**** RECORDS ****

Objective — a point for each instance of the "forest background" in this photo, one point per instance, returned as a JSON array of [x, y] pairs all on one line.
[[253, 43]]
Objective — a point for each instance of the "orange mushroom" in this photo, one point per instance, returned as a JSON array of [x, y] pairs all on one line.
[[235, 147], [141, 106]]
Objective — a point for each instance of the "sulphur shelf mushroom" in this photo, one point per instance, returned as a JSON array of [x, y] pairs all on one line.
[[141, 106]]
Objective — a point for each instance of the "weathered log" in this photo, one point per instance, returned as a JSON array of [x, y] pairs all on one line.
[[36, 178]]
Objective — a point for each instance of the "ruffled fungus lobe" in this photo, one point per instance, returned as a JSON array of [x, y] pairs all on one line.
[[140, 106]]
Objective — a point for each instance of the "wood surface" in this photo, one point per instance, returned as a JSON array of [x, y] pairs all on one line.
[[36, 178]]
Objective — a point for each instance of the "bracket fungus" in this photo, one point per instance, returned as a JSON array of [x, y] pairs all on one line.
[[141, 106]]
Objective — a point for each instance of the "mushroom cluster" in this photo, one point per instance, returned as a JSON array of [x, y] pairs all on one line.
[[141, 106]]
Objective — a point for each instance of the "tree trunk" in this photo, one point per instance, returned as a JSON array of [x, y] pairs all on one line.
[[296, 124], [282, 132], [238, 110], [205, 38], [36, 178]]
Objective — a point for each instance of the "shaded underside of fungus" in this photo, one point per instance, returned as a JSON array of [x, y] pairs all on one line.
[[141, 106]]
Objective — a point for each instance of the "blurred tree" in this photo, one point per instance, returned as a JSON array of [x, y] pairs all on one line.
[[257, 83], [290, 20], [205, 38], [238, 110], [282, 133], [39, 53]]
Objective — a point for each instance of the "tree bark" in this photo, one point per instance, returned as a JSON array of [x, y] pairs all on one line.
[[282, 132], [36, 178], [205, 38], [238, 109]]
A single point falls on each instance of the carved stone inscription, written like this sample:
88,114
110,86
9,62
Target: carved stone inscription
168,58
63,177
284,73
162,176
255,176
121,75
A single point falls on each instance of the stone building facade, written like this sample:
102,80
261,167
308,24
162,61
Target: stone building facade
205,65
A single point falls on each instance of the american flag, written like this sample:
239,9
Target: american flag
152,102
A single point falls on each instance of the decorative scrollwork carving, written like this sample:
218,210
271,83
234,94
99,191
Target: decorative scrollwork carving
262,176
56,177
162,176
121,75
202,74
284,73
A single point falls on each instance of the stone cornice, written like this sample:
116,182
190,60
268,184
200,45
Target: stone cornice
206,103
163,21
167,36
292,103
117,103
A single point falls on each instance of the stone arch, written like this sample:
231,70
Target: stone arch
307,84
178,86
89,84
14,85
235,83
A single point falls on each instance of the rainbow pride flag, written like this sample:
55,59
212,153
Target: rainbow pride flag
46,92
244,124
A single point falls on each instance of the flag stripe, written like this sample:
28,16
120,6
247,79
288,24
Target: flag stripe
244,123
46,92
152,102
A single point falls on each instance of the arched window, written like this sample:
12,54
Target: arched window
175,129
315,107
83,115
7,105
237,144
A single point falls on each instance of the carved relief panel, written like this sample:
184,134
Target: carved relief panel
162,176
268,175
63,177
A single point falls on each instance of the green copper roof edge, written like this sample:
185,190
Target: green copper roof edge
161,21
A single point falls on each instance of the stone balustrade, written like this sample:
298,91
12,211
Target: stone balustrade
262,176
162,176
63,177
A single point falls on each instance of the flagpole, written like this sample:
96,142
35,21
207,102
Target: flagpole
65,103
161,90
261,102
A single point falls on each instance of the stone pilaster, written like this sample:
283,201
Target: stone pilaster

****

Pull out the lines of the records from the one containing "stone balustrade, written" through the final line, inclusive, and reproduce them without any change.

#### RESULT OF THE TASK:
A single point falls on each instance of the stone balustrade, written like this sample:
298,91
12,211
Target: stone balustrade
262,176
162,176
63,177
A single point falls on each instance of the flagpole, written like this sample:
96,142
35,21
207,102
Target: flagpole
65,103
161,90
261,102
A single point falls on each instance of the stone pilaster, written like this sample:
283,201
Target: stone pilaster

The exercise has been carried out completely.